**** Text segment ****

Tuesday, July 22, 2014

Work

Ok, so when you were here, you read a story I wrote about a king who was trying to prevent his people from getting sick. You didn't understand what it was about, so I promised to tell you about what we're doing at work this summer.

Before I start, I'll let you know that all the links lead to pages in Opasnet that are in Finnish. However, you can find links to corresponding pages in English on those pages. Though I'm not sure how much anything there is on them.

As you know, I'm working for dad. Again. It's my sixth summer, which seems unbelievable. This year we are doing two things. One is pretty much done already. We organised some conversation that was had about a future plan of the traffic and communications ministry that they're doing getting ready for next year's governmental election.

The bigger thing we're doing this year is assessment about pneumococcal vaccines.
The background info is this: Streptococcus pneumoniae are bacteria that cause all kinds of things from a simple ear infections to meningitis and pneumonia. In 2010, they added a vaccine for pneumococcal diseases in the national vaccination program, which means that in Finland every child born gets it with all the usual vaccinations when they're under 1 year.
The state had a contract to get the vaccines for the four first years (I assume four, since that's how long it's been since it was taken into use). Now they're wanting a new contract. However, everyone making decisions about vaccinations is completely fed up with fighting with the same anti-vaxxers after every single decision they make. So what they're doing now is they're doing is making the decision and conversation leading to that decision publicly from the very beginning. So that's what we're doing. Organising conversation about pneumococcal vaccines, so that the people choosing between two vaccines can make a good decision that everyone can have had a say on, so they won't come complaining later.

**** Dataset extract ****

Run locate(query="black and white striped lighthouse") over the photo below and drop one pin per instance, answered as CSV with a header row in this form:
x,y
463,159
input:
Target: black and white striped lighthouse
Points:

****

Render this sentence from the post about summer work into Spanish: "The bigger thing we're doing this year is assessment about pneumococcal vaccines."

▶ [Answer to this task]: Lo más grande que estamos haciendo este año es una evaluación de las vacunas antineumocócicas.